***** SOURCE DATA *****
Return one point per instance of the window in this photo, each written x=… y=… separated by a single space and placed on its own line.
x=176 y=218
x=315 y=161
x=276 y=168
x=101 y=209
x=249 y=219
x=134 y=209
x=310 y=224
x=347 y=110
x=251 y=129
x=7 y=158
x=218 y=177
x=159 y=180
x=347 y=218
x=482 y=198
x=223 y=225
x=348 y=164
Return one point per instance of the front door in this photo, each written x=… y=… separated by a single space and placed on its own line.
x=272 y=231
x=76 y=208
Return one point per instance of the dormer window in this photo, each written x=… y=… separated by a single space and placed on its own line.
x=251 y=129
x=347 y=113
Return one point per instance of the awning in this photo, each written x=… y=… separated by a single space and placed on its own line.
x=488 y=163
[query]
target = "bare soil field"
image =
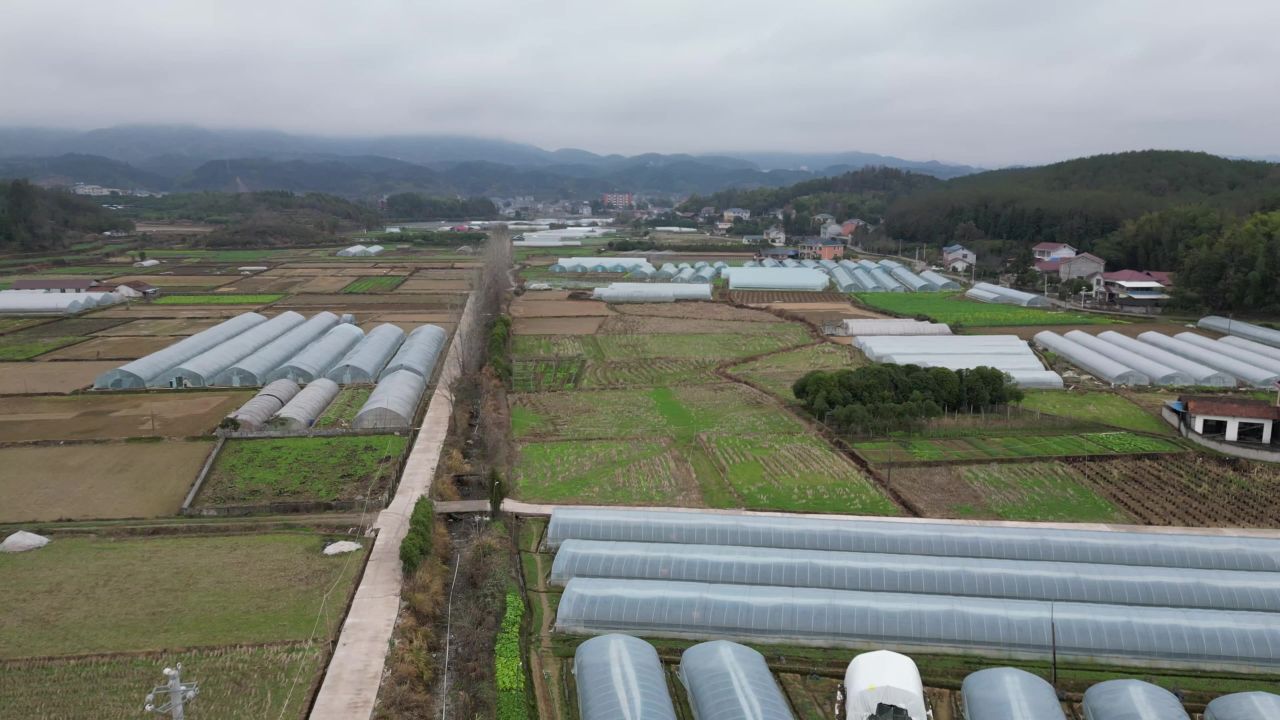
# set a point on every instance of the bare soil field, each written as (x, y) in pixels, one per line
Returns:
(768, 296)
(698, 310)
(19, 378)
(99, 481)
(168, 414)
(158, 327)
(558, 309)
(110, 349)
(557, 326)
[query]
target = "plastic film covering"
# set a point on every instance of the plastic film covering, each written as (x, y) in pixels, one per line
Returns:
(254, 414)
(301, 413)
(1091, 361)
(885, 678)
(1157, 373)
(1009, 693)
(1244, 706)
(204, 369)
(946, 540)
(1257, 360)
(1130, 700)
(261, 363)
(621, 677)
(999, 628)
(362, 364)
(1010, 296)
(731, 682)
(891, 327)
(677, 291)
(315, 359)
(777, 278)
(147, 369)
(393, 404)
(941, 281)
(1238, 328)
(1200, 374)
(419, 351)
(1244, 372)
(969, 577)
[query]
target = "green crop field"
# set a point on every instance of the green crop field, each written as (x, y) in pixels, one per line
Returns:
(1104, 408)
(1013, 446)
(383, 283)
(252, 472)
(257, 299)
(954, 309)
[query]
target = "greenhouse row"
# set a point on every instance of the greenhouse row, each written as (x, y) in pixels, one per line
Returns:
(987, 292)
(1008, 354)
(251, 350)
(969, 577)
(946, 540)
(40, 302)
(1109, 634)
(1185, 359)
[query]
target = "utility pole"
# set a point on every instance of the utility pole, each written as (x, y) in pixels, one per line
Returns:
(178, 695)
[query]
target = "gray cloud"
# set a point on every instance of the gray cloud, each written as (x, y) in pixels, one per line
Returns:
(978, 81)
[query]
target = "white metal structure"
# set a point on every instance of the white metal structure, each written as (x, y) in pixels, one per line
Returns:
(1200, 374)
(882, 678)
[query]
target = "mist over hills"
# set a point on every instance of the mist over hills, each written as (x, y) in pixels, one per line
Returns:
(178, 158)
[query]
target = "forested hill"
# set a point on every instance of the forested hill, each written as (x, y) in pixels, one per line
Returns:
(33, 218)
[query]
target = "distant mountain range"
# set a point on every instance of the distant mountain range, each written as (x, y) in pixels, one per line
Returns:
(167, 158)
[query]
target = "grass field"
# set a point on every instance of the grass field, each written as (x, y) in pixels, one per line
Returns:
(343, 409)
(229, 299)
(1097, 406)
(384, 283)
(250, 472)
(1013, 446)
(954, 309)
(238, 682)
(90, 595)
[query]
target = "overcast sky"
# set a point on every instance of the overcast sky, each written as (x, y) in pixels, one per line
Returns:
(986, 82)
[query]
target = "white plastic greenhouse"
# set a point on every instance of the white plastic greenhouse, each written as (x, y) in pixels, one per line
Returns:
(1244, 706)
(1239, 328)
(393, 404)
(419, 351)
(621, 677)
(988, 292)
(1096, 364)
(301, 411)
(777, 278)
(882, 680)
(202, 370)
(1009, 693)
(1200, 374)
(1132, 700)
(731, 682)
(1157, 373)
(1246, 372)
(255, 369)
(145, 370)
(362, 364)
(318, 358)
(254, 414)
*****
[EXERCISE GOAL]: Reproduce the items word for word, beginning at the very first line and continuing through the line that contains "x=488 y=163".

[OUTPUT FOR THIS EXERCISE]:
Return one point per instance of the window in this photo, each written x=… y=… separated by a single space and placed on its own line.
x=176 y=218
x=315 y=161
x=276 y=168
x=101 y=209
x=249 y=219
x=134 y=209
x=310 y=224
x=347 y=110
x=251 y=129
x=7 y=158
x=218 y=177
x=159 y=180
x=347 y=218
x=482 y=198
x=223 y=225
x=348 y=164
Return one point per instance of the front door in this photo, each written x=… y=… separated by a single space and placed on its own line.
x=272 y=231
x=76 y=208
Return one point per instance of the dormer window in this photo, each written x=… y=… separated by a single space and placed on its own line.
x=251 y=129
x=347 y=113
Return one point per instance of the awning in this photo, each written x=… y=… separated by a single space and placed on its own line.
x=488 y=163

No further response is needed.